Si alguien encuentra en estos tiempos de zozobra un referente indiscutible que sume convicciones profundas, proyecto, capacidad para tomar decisiones o valentía para asumir riesgos ante las dificultades, puede darse por satisfecho. No serán muchos, seguro, más allá de los que practican la militancia ciega a un lado y otro del universo ideológico.

En estos tiempos en los que la política ya no la hacen los políticos, sino los propagandistas, los spin doctors y los hacedores de eslóganes resulta complicado encontrar un líder político que opere más allá del sectarismo para simpatizantes, de la necesidad de mantener prietas las filas o de la urgencia por mantener mullido el colchón de una exigua mayoría.

Si se me pidiera elaborar un retrato robot del buen líder, escribió una vez Felipe González, sumaría “la tenacidad de Helmut Kohl, la visión del mundo y la capacidad de empatía personal de Clinton, las dotes comunicacionales del papa Wojtyla, la serenidad de Mitterrand, la habilidad en la formación de equipos de Reagan, y la capacidad de análisis y la buena gestión grupal de Olof Palme”. De su respuesta, se deducía que no había conocido uno solo que reuniera todas esas cualidades o que a ninguno por separado lo consideraba apto para lo que a su entender requeriría un liderazgo.

- FRAGMENTO DE DATOS:
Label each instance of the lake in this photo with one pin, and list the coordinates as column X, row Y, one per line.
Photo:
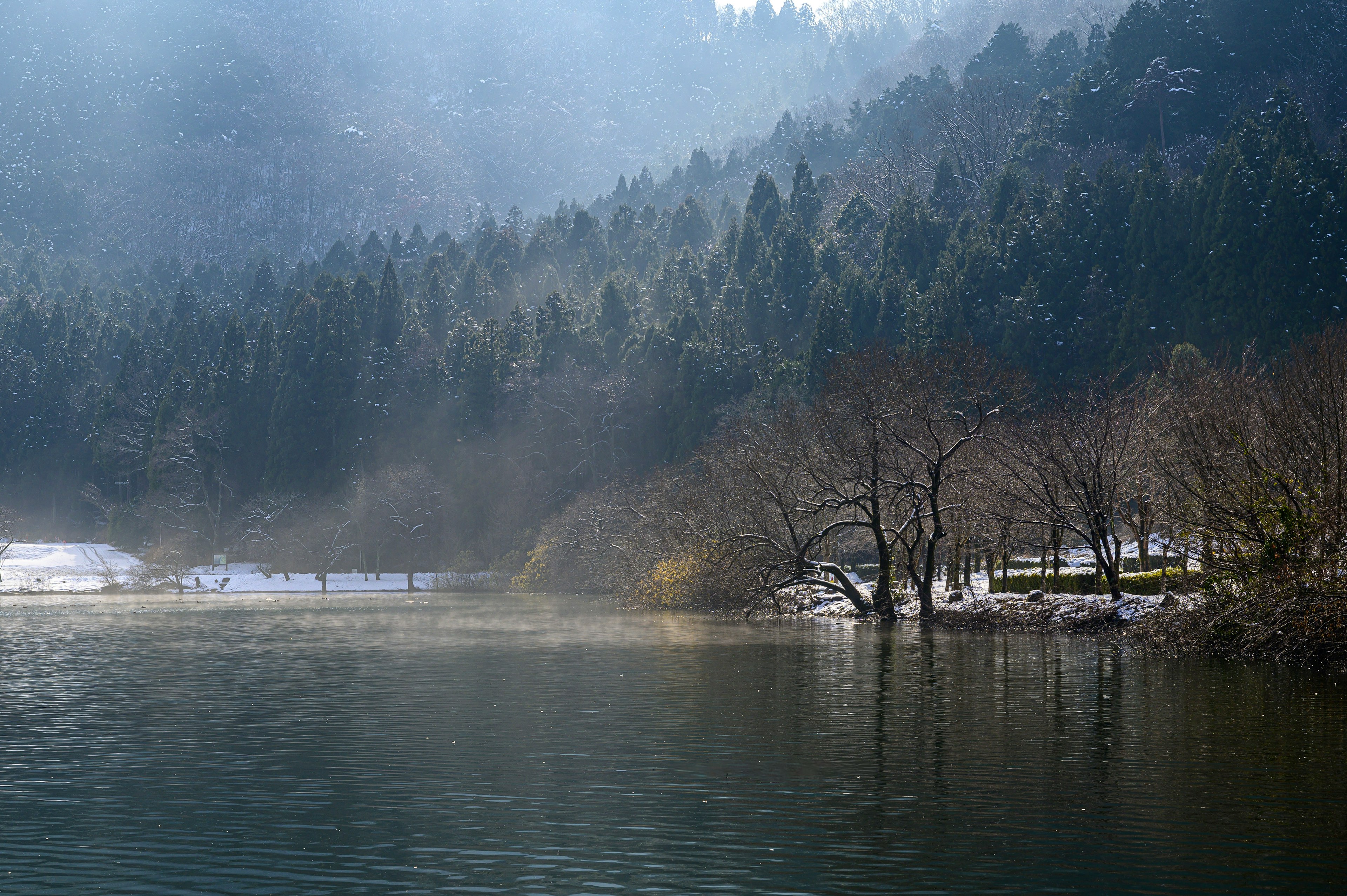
column 561, row 746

- QUÉ SE ESPERA: Cita, por favor, del texto sobre el liderazgo político todo lo que va desde “Si se me pidiera” hasta “requeriría un liderazgo.”.

- RESULTADO:
Si se me pidiera elaborar un retrato robot del buen líder, escribió una vez Felipe González, sumaría “la tenacidad de Helmut Kohl, la visión del mundo y la capacidad de empatía personal de Clinton, las dotes comunicacionales del papa Wojtyla, la serenidad de Mitterrand, la habilidad en la formación de equipos de Reagan, y la capacidad de análisis y la buena gestión grupal de Olof Palme”. De su respuesta, se deducía que no había conocido uno solo que reuniera todas esas cualidades o que a ninguno por separado lo consideraba apto para lo que a su entender requeriría un liderazgo.